- INSTRUCTIONS FOR THE TASK
Copy out the material in full. Leave every line as it is.

- RECORDS SHOWN
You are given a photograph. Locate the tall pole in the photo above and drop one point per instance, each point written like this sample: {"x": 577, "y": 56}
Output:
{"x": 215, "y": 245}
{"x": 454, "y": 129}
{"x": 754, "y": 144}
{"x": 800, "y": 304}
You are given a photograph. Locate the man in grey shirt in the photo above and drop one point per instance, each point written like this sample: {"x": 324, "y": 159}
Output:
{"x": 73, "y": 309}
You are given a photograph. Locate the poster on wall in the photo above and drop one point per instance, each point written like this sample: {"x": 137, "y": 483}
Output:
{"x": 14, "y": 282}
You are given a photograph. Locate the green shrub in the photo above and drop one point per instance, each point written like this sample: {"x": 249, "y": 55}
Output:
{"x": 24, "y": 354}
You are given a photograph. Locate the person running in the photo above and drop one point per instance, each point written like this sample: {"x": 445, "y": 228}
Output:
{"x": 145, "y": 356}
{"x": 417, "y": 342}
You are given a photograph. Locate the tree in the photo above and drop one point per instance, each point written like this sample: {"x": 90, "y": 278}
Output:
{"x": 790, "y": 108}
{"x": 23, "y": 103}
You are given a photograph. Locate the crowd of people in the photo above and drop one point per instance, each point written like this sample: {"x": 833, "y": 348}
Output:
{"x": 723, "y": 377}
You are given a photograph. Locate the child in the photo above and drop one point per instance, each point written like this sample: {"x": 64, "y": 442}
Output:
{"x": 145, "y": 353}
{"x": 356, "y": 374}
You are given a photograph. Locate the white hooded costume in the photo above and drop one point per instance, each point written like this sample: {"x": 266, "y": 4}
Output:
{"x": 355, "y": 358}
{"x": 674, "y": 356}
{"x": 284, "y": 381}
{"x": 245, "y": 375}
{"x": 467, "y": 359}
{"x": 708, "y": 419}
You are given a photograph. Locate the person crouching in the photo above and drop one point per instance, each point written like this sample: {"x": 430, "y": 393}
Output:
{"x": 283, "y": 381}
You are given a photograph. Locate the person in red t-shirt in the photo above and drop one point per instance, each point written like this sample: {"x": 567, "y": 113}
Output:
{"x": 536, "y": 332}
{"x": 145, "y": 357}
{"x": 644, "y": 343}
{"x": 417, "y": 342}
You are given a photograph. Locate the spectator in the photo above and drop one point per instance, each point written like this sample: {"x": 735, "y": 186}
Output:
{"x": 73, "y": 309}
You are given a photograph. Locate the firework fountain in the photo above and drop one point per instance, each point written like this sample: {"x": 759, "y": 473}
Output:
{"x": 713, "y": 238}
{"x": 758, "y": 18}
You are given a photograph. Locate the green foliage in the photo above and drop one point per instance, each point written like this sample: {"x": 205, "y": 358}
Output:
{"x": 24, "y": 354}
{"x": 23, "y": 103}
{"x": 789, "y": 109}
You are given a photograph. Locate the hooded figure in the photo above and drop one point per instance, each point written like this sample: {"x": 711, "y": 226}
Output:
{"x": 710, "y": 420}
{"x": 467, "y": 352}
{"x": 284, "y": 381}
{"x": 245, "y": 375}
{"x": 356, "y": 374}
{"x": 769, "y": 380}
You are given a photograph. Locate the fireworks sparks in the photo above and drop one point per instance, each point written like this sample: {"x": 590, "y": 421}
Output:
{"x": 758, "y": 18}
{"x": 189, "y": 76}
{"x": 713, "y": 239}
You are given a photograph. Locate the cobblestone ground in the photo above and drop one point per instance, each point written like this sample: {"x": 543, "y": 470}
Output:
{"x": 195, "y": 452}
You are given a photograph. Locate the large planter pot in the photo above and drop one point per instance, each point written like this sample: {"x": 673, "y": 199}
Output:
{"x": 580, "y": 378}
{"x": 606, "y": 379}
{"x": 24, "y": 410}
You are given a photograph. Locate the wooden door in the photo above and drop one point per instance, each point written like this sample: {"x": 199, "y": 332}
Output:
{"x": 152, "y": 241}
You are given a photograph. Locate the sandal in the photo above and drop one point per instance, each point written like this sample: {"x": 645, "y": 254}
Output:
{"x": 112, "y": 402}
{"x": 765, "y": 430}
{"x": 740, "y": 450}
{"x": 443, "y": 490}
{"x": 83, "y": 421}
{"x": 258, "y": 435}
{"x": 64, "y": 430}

- OUTPUT OF THE TASK
You are given a photograph. Locate the tall pole in the photo above and drop one point per instance, each point written like this sample: {"x": 577, "y": 56}
Output:
{"x": 215, "y": 245}
{"x": 454, "y": 129}
{"x": 754, "y": 144}
{"x": 800, "y": 304}
You are given a photograph. Locate the man in grey shirt in the photo above and drop one point per instance, each point written like this sample: {"x": 324, "y": 159}
Output:
{"x": 73, "y": 309}
You are given a photograph. Locate the poster on wall in the photo above and drop one point per instance, each point written like this sample: {"x": 137, "y": 483}
Output:
{"x": 14, "y": 282}
You are given a photograph. Locate the green shrub in the photo above and drop one point per instance, each point written like this sample: {"x": 249, "y": 55}
Output:
{"x": 24, "y": 354}
You are given a photograph. Locate the person running in the photo above and drop one point per instance, each point written like this sample: {"x": 445, "y": 228}
Output:
{"x": 145, "y": 356}
{"x": 417, "y": 342}
You are given a photograph. Locate the tree in the photo above and drop one point per instance, each point written like this sample: {"x": 90, "y": 278}
Output:
{"x": 790, "y": 108}
{"x": 23, "y": 103}
You are given a photograph. Locate the crowd of people in the photo above and drop one point per instance, each point written like this sample: {"x": 833, "y": 348}
Output:
{"x": 723, "y": 377}
You are given a photograph. Locate the child in the photo above and drop one point per instance, each point written like this sample: {"x": 64, "y": 442}
Output:
{"x": 145, "y": 353}
{"x": 356, "y": 374}
You are given a photograph. Locate the white hooded costume in the photo above and drop one point per instance, each point written like this sample: {"x": 266, "y": 4}
Output:
{"x": 355, "y": 358}
{"x": 674, "y": 356}
{"x": 284, "y": 381}
{"x": 245, "y": 375}
{"x": 467, "y": 359}
{"x": 708, "y": 419}
You are given a photograph. Locate the person crouching in the photo above and drop one point per instance, each point written like this sample: {"x": 430, "y": 393}
Output:
{"x": 283, "y": 381}
You are given a photograph. Locate the person in red t-shirt in the photo above and drop one point per instance, each point written like this sample: {"x": 567, "y": 113}
Output:
{"x": 536, "y": 332}
{"x": 145, "y": 357}
{"x": 644, "y": 343}
{"x": 417, "y": 342}
You are given a photograph. Locate the spectator in the photo above and drop one point per instance, each point written like this sample: {"x": 735, "y": 186}
Output:
{"x": 73, "y": 309}
You are given a photograph. Locate the firework fountain in the photo above and drop one point per instance, each point written like this sample: {"x": 759, "y": 473}
Output:
{"x": 713, "y": 238}
{"x": 758, "y": 18}
You are given a photograph. Locate the green foliage in the photo above and drop one point per instance, each point written like this sample: {"x": 205, "y": 358}
Output:
{"x": 24, "y": 354}
{"x": 23, "y": 103}
{"x": 789, "y": 109}
You are given a photograph. Locate the hooded figure in the photo above and drop one point per instance, each point written like this sample: {"x": 711, "y": 226}
Output:
{"x": 710, "y": 420}
{"x": 467, "y": 352}
{"x": 284, "y": 381}
{"x": 245, "y": 375}
{"x": 356, "y": 374}
{"x": 769, "y": 380}
You are given a photograph. Locate the fireworks sparks in the photo above and drop one point per instance, each point written like this sample: {"x": 590, "y": 421}
Output:
{"x": 758, "y": 18}
{"x": 189, "y": 76}
{"x": 713, "y": 239}
You are given a photograph. Locate the cobblestone ground in the photo above and drop one point per instance, each point written like this sample: {"x": 543, "y": 470}
Output:
{"x": 195, "y": 452}
You are given a photograph. Locate the large planter pot in the photo above and drop one point per instance, each point written like this sample: {"x": 673, "y": 199}
Output:
{"x": 580, "y": 378}
{"x": 606, "y": 379}
{"x": 24, "y": 410}
You are given a photograph. Locate the wooden door in the photo above and drop one point per instance, each point written like this sample: {"x": 199, "y": 332}
Output:
{"x": 152, "y": 241}
You are given a photograph. Locate the sandal in the photo above and drop one point per instance, each point written like this sample: {"x": 645, "y": 254}
Output:
{"x": 112, "y": 402}
{"x": 765, "y": 430}
{"x": 740, "y": 450}
{"x": 443, "y": 490}
{"x": 83, "y": 421}
{"x": 258, "y": 435}
{"x": 64, "y": 430}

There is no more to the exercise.